# Brake Calipers



## beemer123 (Jun 2, 2008)

Anyone know where to get brake calipers refurbished and painted in Scotland?
Thanks


----------



## Aps-direct (Nov 19, 2012)

We could supply you refubed ones but not sure about painting. We do supply the paint.


----------



## gm8 (Apr 25, 2011)

by refurb are you meaning new seals etc ? or just a clean and paint ? Pretty straightforward DIY job.


----------



## beemer123 (Jun 2, 2008)

gm8 said:


> by refurb are you meaning new seals etc ? or just a clean and paint ? Pretty straightforward DIY job.


New seals and pistons


----------



## beemer123 (Jun 2, 2008)

Aps-direct said:


> We could supply you refubed ones but not sure about painting. We do supply the paint.

EXTRACTED RECORDS.
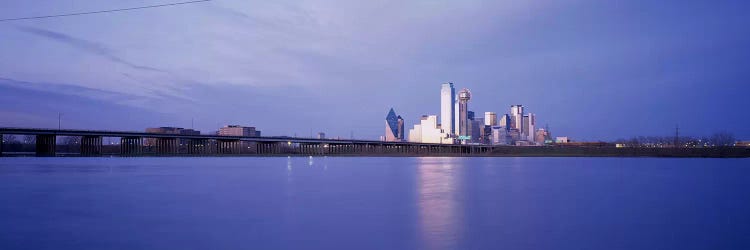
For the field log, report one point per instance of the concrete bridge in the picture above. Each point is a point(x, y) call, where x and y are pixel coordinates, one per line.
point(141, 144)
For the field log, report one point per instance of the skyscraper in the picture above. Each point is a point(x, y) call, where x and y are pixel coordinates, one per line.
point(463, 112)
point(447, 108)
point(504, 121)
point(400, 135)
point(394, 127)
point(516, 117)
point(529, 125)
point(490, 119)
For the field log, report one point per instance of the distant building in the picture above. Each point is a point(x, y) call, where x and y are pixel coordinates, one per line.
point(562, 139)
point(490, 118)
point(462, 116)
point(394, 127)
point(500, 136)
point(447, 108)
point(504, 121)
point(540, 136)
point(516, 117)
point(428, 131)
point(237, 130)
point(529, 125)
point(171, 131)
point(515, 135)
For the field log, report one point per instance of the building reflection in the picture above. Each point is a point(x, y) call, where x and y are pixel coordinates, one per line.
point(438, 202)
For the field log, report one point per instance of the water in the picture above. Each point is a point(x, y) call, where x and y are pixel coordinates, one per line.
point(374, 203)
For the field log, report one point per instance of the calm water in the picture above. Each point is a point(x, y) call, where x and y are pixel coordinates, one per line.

---

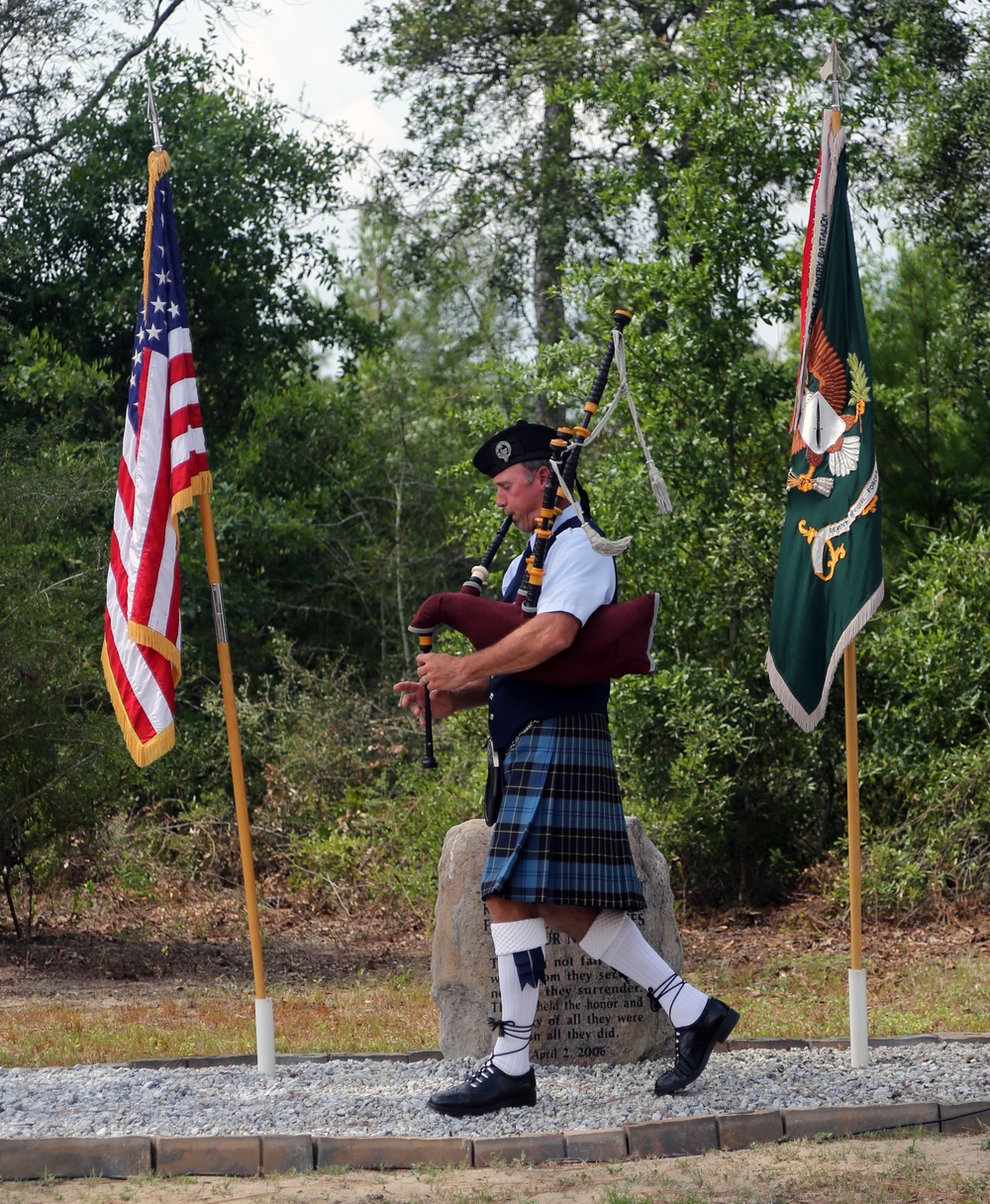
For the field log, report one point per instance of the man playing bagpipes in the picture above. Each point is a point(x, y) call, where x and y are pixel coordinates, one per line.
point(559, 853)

* * *

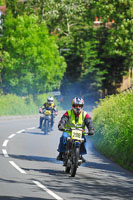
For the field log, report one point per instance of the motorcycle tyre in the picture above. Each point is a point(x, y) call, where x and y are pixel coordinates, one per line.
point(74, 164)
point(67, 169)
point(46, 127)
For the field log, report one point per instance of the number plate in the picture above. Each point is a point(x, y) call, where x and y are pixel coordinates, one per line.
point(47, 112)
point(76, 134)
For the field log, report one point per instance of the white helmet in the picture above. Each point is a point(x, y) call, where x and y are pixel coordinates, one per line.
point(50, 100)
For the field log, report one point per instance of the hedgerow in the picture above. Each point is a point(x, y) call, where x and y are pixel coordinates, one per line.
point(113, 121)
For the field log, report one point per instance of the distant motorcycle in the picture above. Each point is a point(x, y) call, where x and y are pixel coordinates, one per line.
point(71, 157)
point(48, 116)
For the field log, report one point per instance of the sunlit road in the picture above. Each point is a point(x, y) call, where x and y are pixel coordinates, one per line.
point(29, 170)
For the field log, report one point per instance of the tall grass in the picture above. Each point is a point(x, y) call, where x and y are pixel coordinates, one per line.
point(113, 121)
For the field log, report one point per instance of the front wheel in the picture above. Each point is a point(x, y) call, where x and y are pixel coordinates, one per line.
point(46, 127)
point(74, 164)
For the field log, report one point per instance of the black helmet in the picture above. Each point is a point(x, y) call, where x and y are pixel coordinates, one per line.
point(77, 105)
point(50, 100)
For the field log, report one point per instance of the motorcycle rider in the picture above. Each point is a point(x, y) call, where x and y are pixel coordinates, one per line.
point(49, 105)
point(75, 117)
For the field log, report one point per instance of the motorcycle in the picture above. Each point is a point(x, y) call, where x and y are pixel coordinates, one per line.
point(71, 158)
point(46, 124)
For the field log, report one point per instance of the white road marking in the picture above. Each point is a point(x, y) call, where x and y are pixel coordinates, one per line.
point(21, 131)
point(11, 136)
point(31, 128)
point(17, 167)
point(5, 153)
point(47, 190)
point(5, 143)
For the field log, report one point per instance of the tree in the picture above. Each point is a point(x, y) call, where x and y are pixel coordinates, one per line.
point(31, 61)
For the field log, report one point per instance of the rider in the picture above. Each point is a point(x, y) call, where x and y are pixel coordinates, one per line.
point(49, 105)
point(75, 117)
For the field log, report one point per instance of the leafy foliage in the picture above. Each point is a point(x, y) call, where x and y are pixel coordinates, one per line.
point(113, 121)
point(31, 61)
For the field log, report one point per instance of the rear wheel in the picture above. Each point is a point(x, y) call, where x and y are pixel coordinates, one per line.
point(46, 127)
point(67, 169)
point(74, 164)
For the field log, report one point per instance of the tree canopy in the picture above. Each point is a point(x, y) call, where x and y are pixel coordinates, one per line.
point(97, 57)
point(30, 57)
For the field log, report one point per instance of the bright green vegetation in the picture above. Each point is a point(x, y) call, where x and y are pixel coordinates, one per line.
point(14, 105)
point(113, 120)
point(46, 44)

DIRECTIVE. Continue the forum thread about refurbishing brake calipers, starting right after its final quoted post.

ANSWER FOR THIS EXERCISE.
What kind of price for 2005 BMW M3 E46?
tHANKS


----------



## VAG-hag (May 14, 2012)

BIG RED do them.... never used them myself but my mates in the concours scene use them.


----------



## Z4-35i (Jun 12, 2012)

These guys have a postal based refurbish and paint service.


----------



## gatecrasher3 (Jul 21, 2006)

I have used Bigg Red to get mine refurbished in the past and their workmanship is excellent.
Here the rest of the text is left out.